== WHAT TO DO ==
In the passage on Buddhist conflict management, what does the third stage consist of?

== DOCUMENT EXTRACT ==
--- begin ---

The second stage in conflict management and resolution consist in a necessity of promoting a common interpretation of key concepts in agreement with the shared root-values – a sort of a common setting or level playing field for all Buddhist groups, firmly grounded in the spirit of the common Buddhist heritage mentioned above. Fidelity to this spirit will positively influence concepts and ideas crucial for tackling conflict, such as a question how to distinguish wholesome and unwholesome roots of conflicts, how to perceive one’s opponents, what constitutes Buddhist community – saṅgha, or Buddhist heritage. This setting the scene, while keeping with the tradition should be maximally open-ended and inclusive.
The third stage is the most context-dependent, and consists in employing right tools (methods and attitudes) for a given situation. While this tool-set will invariably have to adapt to the specific situation, it should be construed as a natural extension of the first two stages.

--- end ---

== RECORDS ==
--- begin ---

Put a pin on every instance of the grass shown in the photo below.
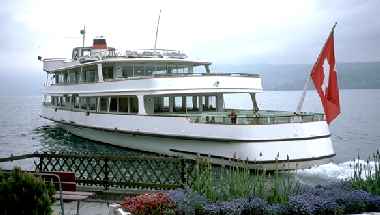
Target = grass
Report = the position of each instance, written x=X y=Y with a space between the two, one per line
x=238 y=181
x=367 y=175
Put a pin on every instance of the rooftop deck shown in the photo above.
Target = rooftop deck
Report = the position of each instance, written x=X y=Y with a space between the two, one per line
x=248 y=117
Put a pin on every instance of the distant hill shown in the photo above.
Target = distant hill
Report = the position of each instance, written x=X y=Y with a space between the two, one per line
x=292 y=76
x=275 y=77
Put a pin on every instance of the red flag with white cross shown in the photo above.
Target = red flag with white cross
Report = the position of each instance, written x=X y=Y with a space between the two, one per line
x=325 y=80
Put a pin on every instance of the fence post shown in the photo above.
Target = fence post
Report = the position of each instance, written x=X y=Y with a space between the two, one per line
x=40 y=164
x=183 y=172
x=106 y=172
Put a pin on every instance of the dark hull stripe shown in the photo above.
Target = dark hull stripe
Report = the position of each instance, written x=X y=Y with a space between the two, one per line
x=186 y=137
x=256 y=162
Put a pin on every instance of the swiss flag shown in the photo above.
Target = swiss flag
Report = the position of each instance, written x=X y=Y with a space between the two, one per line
x=325 y=80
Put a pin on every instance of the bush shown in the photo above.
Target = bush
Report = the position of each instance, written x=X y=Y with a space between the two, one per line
x=367 y=174
x=23 y=193
x=187 y=201
x=149 y=203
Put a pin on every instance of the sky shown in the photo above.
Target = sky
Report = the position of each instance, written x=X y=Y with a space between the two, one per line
x=224 y=32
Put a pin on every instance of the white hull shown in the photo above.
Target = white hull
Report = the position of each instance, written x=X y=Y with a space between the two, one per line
x=296 y=145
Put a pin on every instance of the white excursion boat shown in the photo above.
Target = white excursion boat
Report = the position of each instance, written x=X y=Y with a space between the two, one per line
x=160 y=101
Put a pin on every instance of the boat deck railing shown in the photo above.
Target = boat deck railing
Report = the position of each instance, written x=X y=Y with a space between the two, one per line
x=255 y=118
x=143 y=75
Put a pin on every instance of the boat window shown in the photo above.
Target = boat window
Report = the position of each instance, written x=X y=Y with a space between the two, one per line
x=92 y=103
x=139 y=69
x=72 y=78
x=104 y=104
x=178 y=104
x=86 y=53
x=83 y=76
x=56 y=78
x=67 y=101
x=61 y=78
x=65 y=77
x=76 y=102
x=53 y=101
x=113 y=104
x=134 y=104
x=191 y=104
x=83 y=103
x=159 y=69
x=161 y=104
x=90 y=76
x=123 y=104
x=107 y=72
x=127 y=70
x=209 y=103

--- end ---

== EXERCISE OUTPUT ==
Employing the right tools, meaning methods and attitudes, for a given situation.